Reputation: 2124
How can I count the number of leading zeros in a 128-bit integer (uint128_t
) efficiently?
I know GCC's built-in functions:
__builtin_clz
, __builtin_clzl
, __builtin_clzll
__builtin_ffs
, __builtin_ffsl
, __builtin_ffsll
However, these functions only work with 32- and 64-bit integers.
I also found some SSE instructions:
__lzcnt16
, __lzcnt
, __lzcnt64
As you may guess, these only work with 16-, 32- and 64-bit integers.
Is there any similar, efficient built-in functionality for 128-bit integers?
Upvotes: 5
Views: 6223
Reputation: 3998
Yakk's answer works well for all kinds of targets as long as gcc supports 128 bit integers for the target. However, note that on the x86-64 platform, with an Intel Haswell processor or newer, there is a more efficient solution:
#include <immintrin.h>
#include <stdint.h>
// tested with compiler options: gcc -O3 -Wall -m64 -mlzcnt
inline int lzcnt_u128 (unsigned __int128 u) {
uint64_t hi = u>>64;
uint64_t lo = u;
lo = (hi == 0) ? lo : -1ULL;
return _lzcnt_u64(hi) + _lzcnt_u64(lo);
}
The _lzcnt_u64 intrinsic compiles (gcc 5.4) to the lzcnt instruction, which is well defined for a zero input (it returns 64), in contrary to gcc's __builtin_clzll(). The ternary operator compiles to the cmove instruction.
Upvotes: 5
Reputation: 275760
inline int clz_u128 (uint128_t u) {
uint64_t hi = u>>64;
uint64_t lo = u;
int retval[3]={
__builtin_clzll(hi),
__builtin_clzll(lo)+64,
128
};
int idx = !hi + ((!lo)&(!hi));
return retval[idx];
}
this is a branch free variant. Note that more work is done than in the branchy solution, and in practice the branching will probably be predictable.
It also relies on __builtin_clzll
not crashing when fed 0: the docs say the result is undefined, but is it just unspecified or undefined?
Upvotes: 6
Reputation: 22328
Assuming a 'random' distribution, the first non-zero bit will be in the high 64 bits, with an overwhelming probability, so it makes sense to test that half first.
Have a look at the code generated for:
/* inline */ int clz_u128 (uint128_t u)
{
unsigned long long hi, lo; /* (or uint64_t) */
int b = 128;
if ((hi = u >> 64) != 0) {
b = __builtin_clzll(hi);
}
else if ((lo = u & ~0ULL) != 0) {
b = __builtin_clzll(lo) + 64;
}
return b;
}
I would expect gcc to implement each __builtin_clzll
using the bsrq
instruction - bit scan reverse, i.e., most-significant bit position - in conjunction with an xor
, (msb ^ 63)
, or sub
, (63 - msb)
, to turn it into a leading zero count. gcc might generate lzcnt
instructions with the right -march=
(architecture) options.
Edit: others have pointed out that the 'distribution' is not relevant in this case, since the HI uint64_t needs to be tested regardless.
Upvotes: 4

**JOB A:**
Answer these questions using the thread on counting leading zeros in 128-bit integers:
(i) On the x86-64 platform, which Intel processor, or any newer one, does the more efficient solution require?
(ii) What does the lzcnt instruction return when given a zero input?
(iii) Which instruction does the last answer expect gcc to use to implement each __builtin_clzll?
**JOB B:** Return the passage from the thread on counting leading zeros in 128-bit integers, starting at "Reputation: 2124" and ending at "with 32- and 64-bit integers.".

**DATA SECTION:**

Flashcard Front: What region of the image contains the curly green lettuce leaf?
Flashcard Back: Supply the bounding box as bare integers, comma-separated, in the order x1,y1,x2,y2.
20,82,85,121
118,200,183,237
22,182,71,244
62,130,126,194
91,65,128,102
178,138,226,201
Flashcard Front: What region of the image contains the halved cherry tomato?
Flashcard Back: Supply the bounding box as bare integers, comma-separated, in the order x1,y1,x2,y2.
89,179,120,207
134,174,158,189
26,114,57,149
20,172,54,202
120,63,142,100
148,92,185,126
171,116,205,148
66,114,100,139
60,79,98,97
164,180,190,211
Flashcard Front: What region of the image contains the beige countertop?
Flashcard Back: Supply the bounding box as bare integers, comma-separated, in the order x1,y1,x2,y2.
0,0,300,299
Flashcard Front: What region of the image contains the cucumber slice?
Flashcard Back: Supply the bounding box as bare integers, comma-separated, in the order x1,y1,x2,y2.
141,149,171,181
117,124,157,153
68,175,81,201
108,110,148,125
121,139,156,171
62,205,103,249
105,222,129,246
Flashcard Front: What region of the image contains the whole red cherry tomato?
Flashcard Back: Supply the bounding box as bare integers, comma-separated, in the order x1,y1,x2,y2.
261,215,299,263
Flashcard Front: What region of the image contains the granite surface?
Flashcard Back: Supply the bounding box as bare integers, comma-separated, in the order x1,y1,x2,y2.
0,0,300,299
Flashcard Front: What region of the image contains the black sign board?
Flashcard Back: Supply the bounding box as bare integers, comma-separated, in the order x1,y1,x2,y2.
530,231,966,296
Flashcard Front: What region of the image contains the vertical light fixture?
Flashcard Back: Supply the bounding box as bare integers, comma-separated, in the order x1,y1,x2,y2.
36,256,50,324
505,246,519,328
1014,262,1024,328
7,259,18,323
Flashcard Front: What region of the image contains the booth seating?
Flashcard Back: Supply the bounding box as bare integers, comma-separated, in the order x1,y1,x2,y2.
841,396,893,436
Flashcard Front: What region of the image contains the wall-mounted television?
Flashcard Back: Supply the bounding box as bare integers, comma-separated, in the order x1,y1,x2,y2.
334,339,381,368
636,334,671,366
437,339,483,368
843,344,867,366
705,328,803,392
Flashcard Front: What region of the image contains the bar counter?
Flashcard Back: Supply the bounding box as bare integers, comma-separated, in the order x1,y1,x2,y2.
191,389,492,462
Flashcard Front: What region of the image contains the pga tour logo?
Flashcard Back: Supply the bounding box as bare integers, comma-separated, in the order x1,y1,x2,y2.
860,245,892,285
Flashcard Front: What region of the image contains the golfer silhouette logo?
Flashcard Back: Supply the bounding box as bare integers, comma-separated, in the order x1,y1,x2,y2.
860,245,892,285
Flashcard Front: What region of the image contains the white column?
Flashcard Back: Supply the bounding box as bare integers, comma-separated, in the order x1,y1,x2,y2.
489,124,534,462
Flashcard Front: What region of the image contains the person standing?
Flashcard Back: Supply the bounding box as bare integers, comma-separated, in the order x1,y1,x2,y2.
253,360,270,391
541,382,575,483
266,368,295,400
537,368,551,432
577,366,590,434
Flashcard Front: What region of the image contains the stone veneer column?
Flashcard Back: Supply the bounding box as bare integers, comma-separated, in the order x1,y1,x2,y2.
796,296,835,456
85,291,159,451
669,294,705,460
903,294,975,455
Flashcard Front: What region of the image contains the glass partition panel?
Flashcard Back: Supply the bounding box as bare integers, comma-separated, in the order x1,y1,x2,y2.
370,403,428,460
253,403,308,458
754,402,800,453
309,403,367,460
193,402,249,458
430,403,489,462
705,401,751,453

**TASK SOLUTION A:**
(i) Intel Haswell
(ii) 64
(iii) bsrq, the bit scan reverse instruction

**TASK SOLUTION B:**
Reputation: 2124
How can I count the number of leading zeros in a 128-bit integer (uint128_t
) efficiently?
I know GCC's built-in functions:
__builtin_clz
, __builtin_clzl
, __builtin_clzll
__builtin_ffs
, __builtin_ffsl
, __builtin_ffsll
However, these functions only work with 32- and 64-bit integers.